(TASK INPUT Opens)

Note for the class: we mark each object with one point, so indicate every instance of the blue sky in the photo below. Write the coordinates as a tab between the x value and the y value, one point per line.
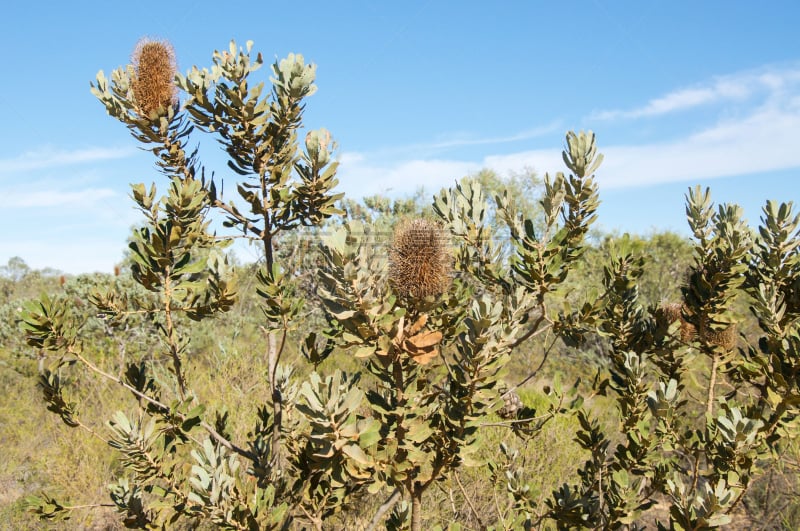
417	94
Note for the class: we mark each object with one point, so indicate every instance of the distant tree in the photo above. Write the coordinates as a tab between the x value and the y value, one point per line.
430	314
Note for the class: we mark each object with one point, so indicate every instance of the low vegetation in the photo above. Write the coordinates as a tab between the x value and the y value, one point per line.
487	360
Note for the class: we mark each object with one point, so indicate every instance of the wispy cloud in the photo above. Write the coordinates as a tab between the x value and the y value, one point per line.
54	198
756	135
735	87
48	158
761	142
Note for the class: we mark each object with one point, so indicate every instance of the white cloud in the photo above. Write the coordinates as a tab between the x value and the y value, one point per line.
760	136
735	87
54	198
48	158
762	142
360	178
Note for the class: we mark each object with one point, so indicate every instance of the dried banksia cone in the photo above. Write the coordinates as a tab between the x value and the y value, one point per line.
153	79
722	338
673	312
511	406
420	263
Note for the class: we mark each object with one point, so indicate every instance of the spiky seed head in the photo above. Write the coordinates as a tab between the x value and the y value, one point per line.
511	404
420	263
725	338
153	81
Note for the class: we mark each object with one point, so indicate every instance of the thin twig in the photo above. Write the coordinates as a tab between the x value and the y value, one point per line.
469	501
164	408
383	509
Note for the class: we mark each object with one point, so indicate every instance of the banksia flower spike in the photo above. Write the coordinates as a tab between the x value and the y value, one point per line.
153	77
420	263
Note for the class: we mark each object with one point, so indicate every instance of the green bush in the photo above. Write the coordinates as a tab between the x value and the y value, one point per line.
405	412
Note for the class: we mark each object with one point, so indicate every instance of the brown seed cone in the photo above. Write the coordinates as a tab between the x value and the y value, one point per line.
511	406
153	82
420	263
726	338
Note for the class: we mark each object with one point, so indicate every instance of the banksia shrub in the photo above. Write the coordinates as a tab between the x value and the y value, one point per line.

(TASK INPUT Closes)
(TASK INPUT Opens)

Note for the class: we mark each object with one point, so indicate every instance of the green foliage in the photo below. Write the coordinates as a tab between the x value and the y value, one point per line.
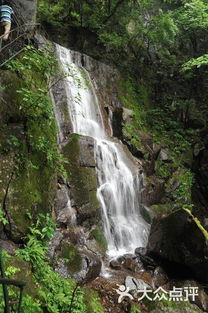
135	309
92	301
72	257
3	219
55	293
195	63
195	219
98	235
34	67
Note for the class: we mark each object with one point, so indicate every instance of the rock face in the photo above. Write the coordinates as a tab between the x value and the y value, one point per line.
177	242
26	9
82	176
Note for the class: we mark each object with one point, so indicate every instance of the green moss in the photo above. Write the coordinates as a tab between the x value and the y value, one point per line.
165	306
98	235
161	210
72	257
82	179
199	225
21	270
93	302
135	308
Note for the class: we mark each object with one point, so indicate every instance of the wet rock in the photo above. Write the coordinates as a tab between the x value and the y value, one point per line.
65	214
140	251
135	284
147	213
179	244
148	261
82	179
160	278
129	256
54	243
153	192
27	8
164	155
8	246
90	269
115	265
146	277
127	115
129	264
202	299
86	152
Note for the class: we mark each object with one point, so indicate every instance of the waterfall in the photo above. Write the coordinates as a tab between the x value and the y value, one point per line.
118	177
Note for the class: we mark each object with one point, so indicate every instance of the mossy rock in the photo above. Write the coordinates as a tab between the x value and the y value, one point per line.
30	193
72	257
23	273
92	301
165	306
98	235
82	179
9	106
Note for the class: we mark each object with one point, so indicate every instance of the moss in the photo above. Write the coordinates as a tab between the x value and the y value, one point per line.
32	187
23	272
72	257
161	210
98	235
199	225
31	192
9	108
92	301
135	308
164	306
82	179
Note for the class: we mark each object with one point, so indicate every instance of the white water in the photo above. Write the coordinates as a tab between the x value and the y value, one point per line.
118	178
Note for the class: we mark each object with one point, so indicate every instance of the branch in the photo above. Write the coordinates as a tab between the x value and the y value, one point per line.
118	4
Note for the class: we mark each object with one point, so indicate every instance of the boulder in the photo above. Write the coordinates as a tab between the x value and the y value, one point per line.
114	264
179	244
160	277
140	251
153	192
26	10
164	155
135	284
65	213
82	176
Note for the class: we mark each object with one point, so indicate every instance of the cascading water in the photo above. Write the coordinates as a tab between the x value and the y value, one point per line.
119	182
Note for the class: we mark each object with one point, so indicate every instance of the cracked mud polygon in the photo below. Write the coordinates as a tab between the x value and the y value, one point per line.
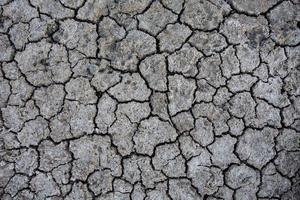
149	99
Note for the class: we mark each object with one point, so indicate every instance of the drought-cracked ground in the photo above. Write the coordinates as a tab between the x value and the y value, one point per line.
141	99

(TASK INPUT Closes)

WHAT YOU ARE ASKED TO DO
Return the span of lines in the data above that opens at the line with "the banksia flower" and closes at the line with "the banksia shrub", exactly, ends included, nothing else.

ANSWER
Note for the class: we mark each object with one point, so indicate every instance of the banksia flower spike in the photo above. Write the coordinates as a tab between the x value and the y value, one point per line.
153	77
420	263
Note for the class: we mark each object with one point, so indicate every instance of the green bush in the photo above. Write the coordinates as a tab between the x value and the y value, one point per line.
405	412
Note for the class: we mark each object with one point, so indicate every instance of the brown seed cone in the photo above. Write the coordinates as a tab between the x value and the y value, one point per line.
511	406
153	82
420	263
726	338
Note for the class: we mark each object with one point, so indicate every instance of the banksia shrub in the photo above. Write the coordinates as a tab between the x value and the y value, one point per line.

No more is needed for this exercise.